## Do this
Please find each line in the material below that contains the string "reflection" and copy it out in full. The match is case-sensitive.

--- Dataset ---

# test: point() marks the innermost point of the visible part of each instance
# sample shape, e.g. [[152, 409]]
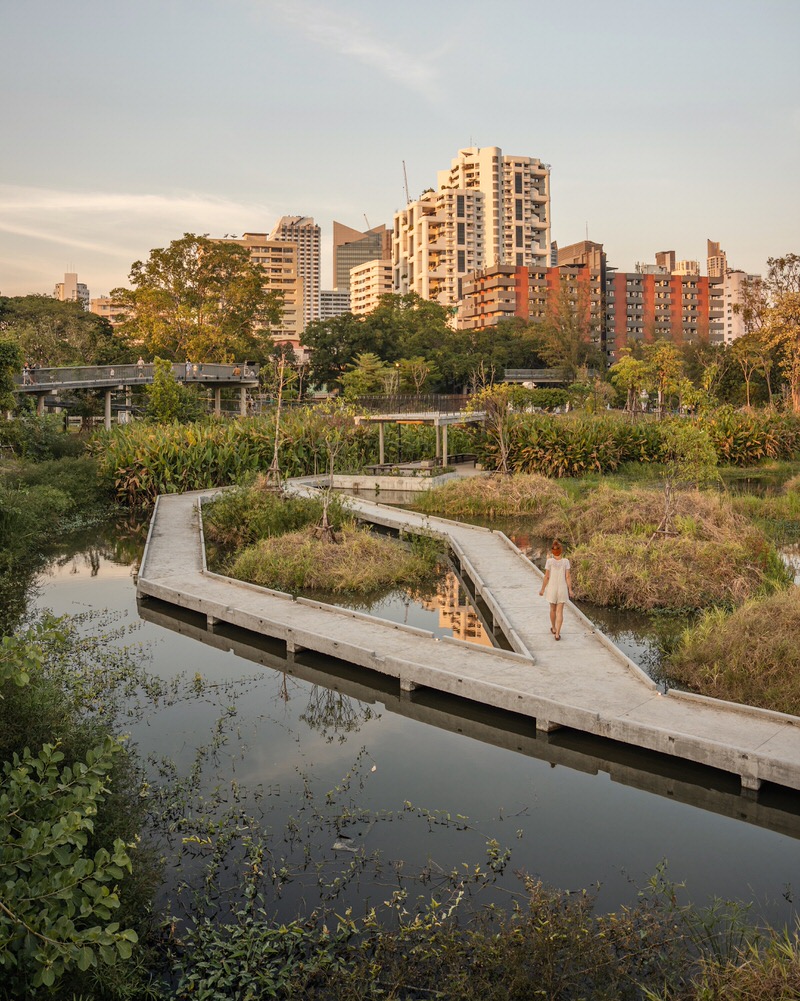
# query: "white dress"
[[557, 590]]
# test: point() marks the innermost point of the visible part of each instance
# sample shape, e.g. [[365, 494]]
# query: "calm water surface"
[[573, 811]]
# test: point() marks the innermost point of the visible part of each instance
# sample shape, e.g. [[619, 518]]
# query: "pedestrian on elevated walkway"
[[557, 587]]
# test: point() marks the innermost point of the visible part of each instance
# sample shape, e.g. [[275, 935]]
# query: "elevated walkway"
[[584, 682], [46, 384]]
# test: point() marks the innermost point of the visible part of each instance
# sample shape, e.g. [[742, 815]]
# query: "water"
[[574, 811]]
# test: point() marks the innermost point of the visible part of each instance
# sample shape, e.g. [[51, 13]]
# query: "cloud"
[[104, 231], [328, 26]]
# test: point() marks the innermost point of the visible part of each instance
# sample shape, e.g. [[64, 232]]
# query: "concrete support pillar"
[[546, 726], [750, 784]]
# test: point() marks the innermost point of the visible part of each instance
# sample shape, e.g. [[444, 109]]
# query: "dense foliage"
[[49, 332]]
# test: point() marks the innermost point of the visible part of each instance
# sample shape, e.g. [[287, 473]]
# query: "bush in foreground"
[[750, 656]]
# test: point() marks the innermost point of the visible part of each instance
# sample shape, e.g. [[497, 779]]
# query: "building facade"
[[303, 232], [734, 291], [333, 302], [278, 260], [490, 210], [368, 281], [352, 248]]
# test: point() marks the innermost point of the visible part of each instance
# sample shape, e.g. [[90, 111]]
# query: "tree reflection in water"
[[334, 715]]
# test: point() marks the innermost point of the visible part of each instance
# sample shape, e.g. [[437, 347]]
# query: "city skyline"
[[663, 126]]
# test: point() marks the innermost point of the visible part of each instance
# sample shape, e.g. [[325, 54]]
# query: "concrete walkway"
[[584, 682]]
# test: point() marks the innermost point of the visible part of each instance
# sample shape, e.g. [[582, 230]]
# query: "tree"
[[747, 352], [57, 896], [497, 402], [781, 318], [333, 344], [199, 298], [51, 332], [167, 399]]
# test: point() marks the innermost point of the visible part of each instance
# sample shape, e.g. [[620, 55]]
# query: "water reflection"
[[573, 811], [338, 705]]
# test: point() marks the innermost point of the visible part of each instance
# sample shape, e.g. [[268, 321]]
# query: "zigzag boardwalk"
[[584, 682]]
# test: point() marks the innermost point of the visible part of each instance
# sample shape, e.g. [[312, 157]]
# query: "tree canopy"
[[51, 332], [199, 298]]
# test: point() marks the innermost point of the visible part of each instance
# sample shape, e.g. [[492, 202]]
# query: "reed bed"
[[359, 563], [750, 656], [492, 496]]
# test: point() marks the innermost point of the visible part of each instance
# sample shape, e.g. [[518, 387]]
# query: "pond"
[[357, 788]]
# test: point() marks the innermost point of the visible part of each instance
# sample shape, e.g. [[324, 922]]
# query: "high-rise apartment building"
[[351, 248], [368, 282], [716, 260], [490, 210], [278, 259], [303, 232], [517, 206], [505, 291], [735, 285], [678, 307], [438, 239], [72, 290]]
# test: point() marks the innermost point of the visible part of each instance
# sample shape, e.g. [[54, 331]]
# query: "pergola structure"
[[441, 422]]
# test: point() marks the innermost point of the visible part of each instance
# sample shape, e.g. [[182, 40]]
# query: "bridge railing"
[[410, 403], [103, 375]]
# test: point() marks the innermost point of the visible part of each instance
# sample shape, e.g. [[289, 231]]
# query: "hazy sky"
[[124, 125]]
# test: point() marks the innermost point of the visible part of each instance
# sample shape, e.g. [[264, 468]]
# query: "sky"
[[125, 125]]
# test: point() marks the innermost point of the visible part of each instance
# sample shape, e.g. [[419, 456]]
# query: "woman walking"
[[557, 587]]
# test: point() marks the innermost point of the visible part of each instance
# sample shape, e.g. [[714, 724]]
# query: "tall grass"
[[360, 563], [750, 656], [492, 496]]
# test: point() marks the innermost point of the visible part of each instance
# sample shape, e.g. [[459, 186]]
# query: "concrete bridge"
[[47, 384], [584, 683]]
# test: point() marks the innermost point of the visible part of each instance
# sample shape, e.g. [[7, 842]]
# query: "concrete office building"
[[104, 305], [368, 281], [303, 232], [72, 290], [716, 260], [679, 307], [490, 210], [351, 248], [517, 207], [333, 302]]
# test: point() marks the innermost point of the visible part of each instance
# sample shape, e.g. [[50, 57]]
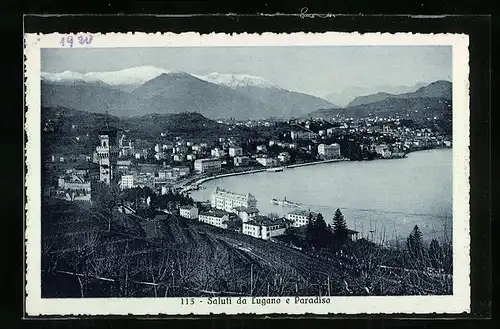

---

## Correct response
# query: "tree reflection in water"
# query: "water reflection"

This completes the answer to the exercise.